§ Written instruction
Output everything from the start of the items below down through the line containing "[95,115,102,123]" as a two-column CSV with the columns text and answer, one row per item, each field quoted and line breaks changed to spaces. Leave the pictures out.

§ Extracted entries
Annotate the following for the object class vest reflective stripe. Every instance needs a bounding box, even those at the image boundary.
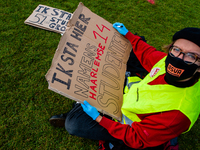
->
[121,57,200,131]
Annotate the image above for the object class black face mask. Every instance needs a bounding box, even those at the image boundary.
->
[165,54,199,84]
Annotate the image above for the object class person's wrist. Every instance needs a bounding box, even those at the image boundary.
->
[95,115,102,123]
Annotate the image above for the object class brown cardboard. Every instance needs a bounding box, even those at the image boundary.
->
[46,3,131,120]
[24,4,72,34]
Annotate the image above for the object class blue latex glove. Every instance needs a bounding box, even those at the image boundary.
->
[113,22,128,36]
[81,101,100,120]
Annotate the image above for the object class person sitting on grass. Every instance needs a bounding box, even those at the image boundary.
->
[49,23,200,150]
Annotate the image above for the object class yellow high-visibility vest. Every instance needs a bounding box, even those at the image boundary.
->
[121,57,200,131]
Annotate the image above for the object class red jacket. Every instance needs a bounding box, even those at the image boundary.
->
[99,32,190,149]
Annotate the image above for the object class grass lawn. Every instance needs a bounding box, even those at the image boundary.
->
[0,0,200,150]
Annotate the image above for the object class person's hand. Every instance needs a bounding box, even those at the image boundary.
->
[81,101,100,120]
[113,22,128,36]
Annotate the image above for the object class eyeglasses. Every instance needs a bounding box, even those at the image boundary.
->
[169,45,200,65]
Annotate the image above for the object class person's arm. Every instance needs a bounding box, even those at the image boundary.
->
[99,110,190,149]
[113,22,166,72]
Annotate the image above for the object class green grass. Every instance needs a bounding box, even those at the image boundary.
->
[0,0,200,150]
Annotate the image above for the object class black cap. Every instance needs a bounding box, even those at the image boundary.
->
[173,27,200,47]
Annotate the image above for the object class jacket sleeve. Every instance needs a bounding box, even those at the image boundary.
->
[125,31,166,72]
[99,110,190,149]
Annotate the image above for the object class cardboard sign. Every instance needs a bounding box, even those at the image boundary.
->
[46,3,132,120]
[24,5,72,34]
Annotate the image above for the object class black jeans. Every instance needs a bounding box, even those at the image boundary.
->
[65,103,120,142]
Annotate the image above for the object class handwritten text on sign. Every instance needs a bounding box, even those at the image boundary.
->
[46,2,131,119]
[25,5,72,33]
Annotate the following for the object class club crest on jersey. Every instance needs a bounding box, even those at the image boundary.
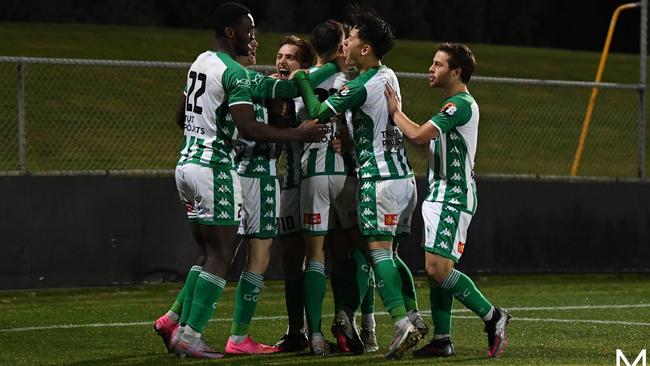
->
[384,214,397,226]
[440,102,458,116]
[304,212,321,225]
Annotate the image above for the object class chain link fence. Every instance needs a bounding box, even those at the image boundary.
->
[0,57,647,178]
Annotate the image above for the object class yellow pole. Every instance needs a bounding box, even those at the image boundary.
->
[571,3,641,177]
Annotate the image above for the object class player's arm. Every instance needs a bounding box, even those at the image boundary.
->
[262,62,339,99]
[230,103,327,142]
[385,84,440,145]
[176,94,186,129]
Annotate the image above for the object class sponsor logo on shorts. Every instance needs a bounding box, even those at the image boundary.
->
[304,212,321,225]
[384,214,398,226]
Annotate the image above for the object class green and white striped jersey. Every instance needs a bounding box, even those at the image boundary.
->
[177,51,253,169]
[426,92,479,215]
[325,66,413,179]
[235,69,279,177]
[296,66,350,178]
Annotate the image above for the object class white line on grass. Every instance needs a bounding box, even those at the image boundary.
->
[0,304,650,333]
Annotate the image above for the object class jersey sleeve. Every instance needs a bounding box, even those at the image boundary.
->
[222,66,253,106]
[429,98,472,133]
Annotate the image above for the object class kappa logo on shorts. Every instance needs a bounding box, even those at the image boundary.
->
[449,173,463,181]
[384,214,398,226]
[304,212,321,225]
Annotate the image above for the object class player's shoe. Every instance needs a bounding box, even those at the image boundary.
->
[332,310,364,355]
[174,338,224,359]
[169,326,185,353]
[275,332,309,352]
[153,314,178,353]
[384,318,420,359]
[226,336,278,355]
[359,328,379,353]
[408,310,429,338]
[309,335,333,356]
[484,308,512,357]
[413,337,456,357]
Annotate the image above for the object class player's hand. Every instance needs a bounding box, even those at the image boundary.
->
[297,119,329,142]
[384,83,400,116]
[288,69,309,80]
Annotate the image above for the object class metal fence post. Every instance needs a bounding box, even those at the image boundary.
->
[639,0,648,179]
[17,61,27,175]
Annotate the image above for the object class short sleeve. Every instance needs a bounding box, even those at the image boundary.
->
[223,66,253,106]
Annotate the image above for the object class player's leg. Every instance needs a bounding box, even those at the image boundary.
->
[174,164,241,358]
[275,187,309,352]
[422,201,510,357]
[226,177,280,354]
[358,179,420,358]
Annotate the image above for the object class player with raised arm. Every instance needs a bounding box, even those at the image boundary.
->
[386,43,510,357]
[294,7,421,358]
[154,2,324,358]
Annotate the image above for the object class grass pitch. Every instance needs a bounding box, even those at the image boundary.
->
[0,275,650,365]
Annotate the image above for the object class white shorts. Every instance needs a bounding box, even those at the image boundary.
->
[422,201,472,263]
[300,175,358,235]
[237,177,280,239]
[357,177,417,237]
[277,187,300,236]
[175,164,242,226]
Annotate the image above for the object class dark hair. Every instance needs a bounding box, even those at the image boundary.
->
[310,19,345,57]
[436,42,476,84]
[352,7,395,59]
[214,2,251,38]
[280,34,314,67]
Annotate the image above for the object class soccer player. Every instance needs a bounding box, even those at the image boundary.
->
[296,20,368,355]
[154,2,324,358]
[386,43,510,357]
[226,34,336,354]
[294,12,420,358]
[275,36,314,352]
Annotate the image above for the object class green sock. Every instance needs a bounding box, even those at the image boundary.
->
[230,272,264,336]
[284,274,305,333]
[370,249,406,321]
[429,280,454,335]
[176,266,203,324]
[393,252,418,312]
[440,269,492,318]
[304,259,325,334]
[361,268,375,314]
[187,271,226,333]
[330,273,347,314]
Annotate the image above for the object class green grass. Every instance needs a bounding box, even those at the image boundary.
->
[0,275,650,365]
[0,23,650,177]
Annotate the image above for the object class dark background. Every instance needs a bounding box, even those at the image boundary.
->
[0,0,640,53]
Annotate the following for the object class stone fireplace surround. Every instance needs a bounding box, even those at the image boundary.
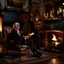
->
[4,20,64,49]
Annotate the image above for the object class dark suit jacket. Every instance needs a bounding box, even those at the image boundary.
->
[8,29,25,43]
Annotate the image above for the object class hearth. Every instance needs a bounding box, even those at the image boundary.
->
[44,30,63,49]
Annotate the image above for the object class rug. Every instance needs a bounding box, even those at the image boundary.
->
[4,52,58,64]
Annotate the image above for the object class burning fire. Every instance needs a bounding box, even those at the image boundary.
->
[52,34,58,46]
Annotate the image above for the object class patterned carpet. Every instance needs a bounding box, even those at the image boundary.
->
[3,51,59,64]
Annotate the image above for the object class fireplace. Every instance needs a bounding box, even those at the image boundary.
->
[44,30,63,49]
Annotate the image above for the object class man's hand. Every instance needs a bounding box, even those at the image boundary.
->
[25,36,30,40]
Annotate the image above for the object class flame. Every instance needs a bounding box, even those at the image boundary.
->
[52,34,59,46]
[52,34,57,41]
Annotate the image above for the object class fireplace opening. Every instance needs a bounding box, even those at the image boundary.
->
[44,30,63,49]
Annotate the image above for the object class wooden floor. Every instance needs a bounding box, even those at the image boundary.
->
[0,51,64,64]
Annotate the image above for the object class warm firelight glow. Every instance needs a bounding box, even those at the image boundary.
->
[52,34,58,46]
[52,34,57,42]
[0,18,2,32]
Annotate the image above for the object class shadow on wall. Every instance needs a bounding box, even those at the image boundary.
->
[4,26,12,33]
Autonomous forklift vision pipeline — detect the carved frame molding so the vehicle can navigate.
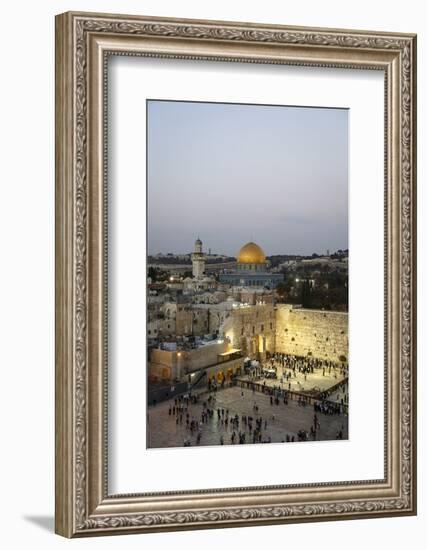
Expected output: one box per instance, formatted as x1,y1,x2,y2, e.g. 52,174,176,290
55,12,416,537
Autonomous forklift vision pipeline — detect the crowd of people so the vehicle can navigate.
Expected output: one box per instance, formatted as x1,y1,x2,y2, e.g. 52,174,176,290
162,388,344,447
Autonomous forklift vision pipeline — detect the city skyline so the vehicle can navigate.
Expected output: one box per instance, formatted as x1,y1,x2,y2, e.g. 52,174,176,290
147,100,348,256
149,242,348,258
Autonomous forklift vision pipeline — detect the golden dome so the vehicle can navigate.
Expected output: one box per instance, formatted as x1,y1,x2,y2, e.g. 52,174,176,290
237,242,266,264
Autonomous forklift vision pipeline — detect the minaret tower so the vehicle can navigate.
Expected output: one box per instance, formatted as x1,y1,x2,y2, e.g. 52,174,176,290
191,238,206,279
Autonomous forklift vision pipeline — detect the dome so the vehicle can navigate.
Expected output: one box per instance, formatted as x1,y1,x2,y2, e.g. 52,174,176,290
237,242,266,264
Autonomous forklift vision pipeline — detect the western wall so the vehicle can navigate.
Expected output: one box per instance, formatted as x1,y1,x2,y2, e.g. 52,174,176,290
275,304,348,363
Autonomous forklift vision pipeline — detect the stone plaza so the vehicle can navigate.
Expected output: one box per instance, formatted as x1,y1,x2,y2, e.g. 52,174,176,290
147,384,348,448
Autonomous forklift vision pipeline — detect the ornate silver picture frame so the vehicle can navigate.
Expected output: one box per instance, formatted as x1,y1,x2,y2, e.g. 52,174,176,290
55,12,416,537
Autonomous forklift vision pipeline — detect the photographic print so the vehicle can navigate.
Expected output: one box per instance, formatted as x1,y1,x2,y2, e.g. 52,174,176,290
147,100,349,448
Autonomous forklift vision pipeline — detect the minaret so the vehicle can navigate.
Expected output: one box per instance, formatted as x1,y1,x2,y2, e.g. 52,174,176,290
191,238,206,279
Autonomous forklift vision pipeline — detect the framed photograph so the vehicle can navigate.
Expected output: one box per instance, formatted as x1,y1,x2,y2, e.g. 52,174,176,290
56,12,416,537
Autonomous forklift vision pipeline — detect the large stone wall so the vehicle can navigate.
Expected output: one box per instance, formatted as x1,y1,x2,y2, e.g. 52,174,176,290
221,304,276,357
276,304,348,361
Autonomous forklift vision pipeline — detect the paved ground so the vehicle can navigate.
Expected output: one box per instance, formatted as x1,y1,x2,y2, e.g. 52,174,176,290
240,366,344,391
147,381,348,448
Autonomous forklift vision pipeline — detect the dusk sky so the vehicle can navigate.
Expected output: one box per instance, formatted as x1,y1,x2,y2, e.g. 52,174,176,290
148,100,348,256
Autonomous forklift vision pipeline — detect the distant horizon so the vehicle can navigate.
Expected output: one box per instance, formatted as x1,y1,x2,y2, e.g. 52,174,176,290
147,100,348,256
148,244,349,258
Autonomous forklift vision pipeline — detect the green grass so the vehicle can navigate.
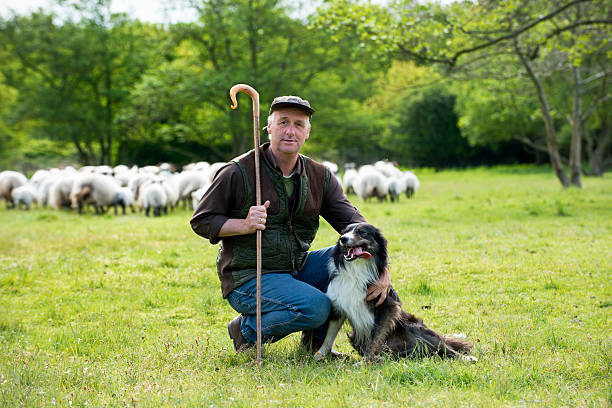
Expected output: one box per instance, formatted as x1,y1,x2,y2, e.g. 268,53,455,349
0,167,612,407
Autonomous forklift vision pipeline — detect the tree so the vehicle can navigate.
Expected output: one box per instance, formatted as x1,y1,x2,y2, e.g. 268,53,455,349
0,1,165,164
318,0,612,187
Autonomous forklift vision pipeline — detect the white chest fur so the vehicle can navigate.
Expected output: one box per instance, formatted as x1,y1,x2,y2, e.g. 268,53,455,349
327,259,377,343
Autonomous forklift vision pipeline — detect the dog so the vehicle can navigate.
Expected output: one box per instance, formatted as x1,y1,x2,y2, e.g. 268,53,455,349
315,223,476,362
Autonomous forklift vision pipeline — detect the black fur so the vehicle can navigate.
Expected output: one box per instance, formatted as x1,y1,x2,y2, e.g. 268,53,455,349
318,223,472,359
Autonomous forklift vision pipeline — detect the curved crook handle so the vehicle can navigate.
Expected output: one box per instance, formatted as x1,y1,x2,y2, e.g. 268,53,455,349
230,84,259,110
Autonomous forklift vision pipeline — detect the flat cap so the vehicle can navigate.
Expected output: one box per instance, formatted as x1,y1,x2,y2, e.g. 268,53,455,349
270,95,314,116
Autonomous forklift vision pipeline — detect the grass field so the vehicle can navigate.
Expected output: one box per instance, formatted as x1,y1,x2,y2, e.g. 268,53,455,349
0,167,612,407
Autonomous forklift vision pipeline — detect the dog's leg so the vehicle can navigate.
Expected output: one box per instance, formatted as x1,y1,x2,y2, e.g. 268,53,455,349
315,316,346,360
364,301,402,360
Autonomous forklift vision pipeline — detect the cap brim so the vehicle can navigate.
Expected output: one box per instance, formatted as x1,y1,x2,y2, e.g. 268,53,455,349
270,102,314,116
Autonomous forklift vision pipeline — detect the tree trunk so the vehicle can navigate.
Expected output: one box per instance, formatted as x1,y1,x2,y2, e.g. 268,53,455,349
585,121,612,177
569,66,582,188
514,38,570,188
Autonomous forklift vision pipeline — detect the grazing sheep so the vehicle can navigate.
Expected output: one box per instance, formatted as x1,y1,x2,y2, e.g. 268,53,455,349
321,160,338,175
353,165,389,201
374,160,402,177
0,170,28,208
70,174,120,215
160,177,179,210
138,177,168,217
389,177,406,203
45,174,80,210
402,171,421,198
30,169,51,188
176,170,211,208
342,168,358,194
11,183,39,210
115,187,136,215
191,186,210,211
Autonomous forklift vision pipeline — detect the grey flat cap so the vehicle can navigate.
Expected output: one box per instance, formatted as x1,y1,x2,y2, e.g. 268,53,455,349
270,95,314,116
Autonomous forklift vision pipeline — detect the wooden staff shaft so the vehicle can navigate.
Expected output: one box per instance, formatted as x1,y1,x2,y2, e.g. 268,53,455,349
230,84,261,367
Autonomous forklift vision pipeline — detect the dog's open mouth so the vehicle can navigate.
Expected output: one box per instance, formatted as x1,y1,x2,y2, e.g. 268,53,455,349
344,246,372,261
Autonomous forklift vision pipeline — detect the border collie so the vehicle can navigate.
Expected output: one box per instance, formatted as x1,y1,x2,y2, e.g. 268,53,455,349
315,223,477,362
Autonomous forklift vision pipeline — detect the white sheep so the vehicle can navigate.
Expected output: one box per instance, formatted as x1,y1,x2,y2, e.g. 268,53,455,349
374,160,402,177
46,173,80,210
11,183,39,210
176,170,211,208
389,177,406,202
342,168,358,194
402,171,421,198
191,187,208,210
70,174,120,215
353,165,389,201
0,170,28,208
138,177,168,217
115,187,136,215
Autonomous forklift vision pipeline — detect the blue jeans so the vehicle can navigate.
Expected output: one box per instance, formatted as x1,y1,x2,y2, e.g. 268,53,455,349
227,247,334,344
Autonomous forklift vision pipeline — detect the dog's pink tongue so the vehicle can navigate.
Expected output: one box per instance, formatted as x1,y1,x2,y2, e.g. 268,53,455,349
353,247,372,259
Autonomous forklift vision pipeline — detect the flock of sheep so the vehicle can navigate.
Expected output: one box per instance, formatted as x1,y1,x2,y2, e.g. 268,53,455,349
324,160,420,202
0,161,419,216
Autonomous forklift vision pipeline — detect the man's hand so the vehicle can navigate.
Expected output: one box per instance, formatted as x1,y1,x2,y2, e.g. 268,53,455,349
244,200,270,234
366,265,391,306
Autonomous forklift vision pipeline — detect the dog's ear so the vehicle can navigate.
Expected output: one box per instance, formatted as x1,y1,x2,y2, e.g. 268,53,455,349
340,223,357,234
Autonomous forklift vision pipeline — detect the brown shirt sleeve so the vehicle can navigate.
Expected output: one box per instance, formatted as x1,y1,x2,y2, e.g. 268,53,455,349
321,174,366,232
189,163,245,244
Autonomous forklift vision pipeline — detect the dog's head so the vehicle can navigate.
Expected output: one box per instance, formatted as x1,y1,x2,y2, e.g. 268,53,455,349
337,222,387,262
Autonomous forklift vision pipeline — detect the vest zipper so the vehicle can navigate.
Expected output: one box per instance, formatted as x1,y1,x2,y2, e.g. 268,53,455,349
288,214,295,272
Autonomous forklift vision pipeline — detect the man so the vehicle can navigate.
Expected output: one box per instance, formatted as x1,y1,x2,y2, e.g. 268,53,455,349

§ Task output
text,answer
"Annotate the following for the object class vest reflective stripe. Every instance needs a bounding box, even those at the image boundary. ->","[121,57,200,131]"
"Annotate the image above for the object class black face mask. Every instance needs a bounding box, even those at the image boundary. ->","[165,54,199,84]"
"Annotate the image above for the object class person's wrist. Every instance needs a bounding box, even those at the image boundary. ->","[95,115,102,123]"